>> start

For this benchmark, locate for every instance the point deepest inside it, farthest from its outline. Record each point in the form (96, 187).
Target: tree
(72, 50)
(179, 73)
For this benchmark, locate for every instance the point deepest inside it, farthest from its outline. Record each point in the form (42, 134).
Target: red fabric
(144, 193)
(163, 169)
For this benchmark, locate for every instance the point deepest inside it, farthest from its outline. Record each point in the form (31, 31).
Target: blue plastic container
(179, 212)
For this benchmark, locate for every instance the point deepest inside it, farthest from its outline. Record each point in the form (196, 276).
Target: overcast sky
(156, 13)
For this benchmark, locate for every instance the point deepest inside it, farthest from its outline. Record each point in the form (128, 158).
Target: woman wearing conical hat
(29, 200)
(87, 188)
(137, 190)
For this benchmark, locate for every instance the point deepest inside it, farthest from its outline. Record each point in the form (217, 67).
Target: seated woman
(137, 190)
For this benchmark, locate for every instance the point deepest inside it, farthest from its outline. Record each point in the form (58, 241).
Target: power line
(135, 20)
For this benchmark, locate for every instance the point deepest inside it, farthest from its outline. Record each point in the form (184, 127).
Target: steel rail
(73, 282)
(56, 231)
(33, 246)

>> end

◆ What you should do
Transcribe verbatim every line of the listing from the one containing "form (217, 67)." through the last line of the listing, both included.

◆ Task answer
For this benchmark, locate for every instance the point deepest inside it, farthest from its outline. Record each point in the form (217, 67).
Target: seated woman
(137, 190)
For this benchmark, locate for every instance the point deepest inside it, farthest from its outline. Record each point in the form (58, 241).
Target: power line
(135, 20)
For this benchmark, locate for every instance the point deepest inside it, farthest from its outline. Record each point in the form (184, 127).
Target: steel rail
(73, 282)
(56, 231)
(33, 246)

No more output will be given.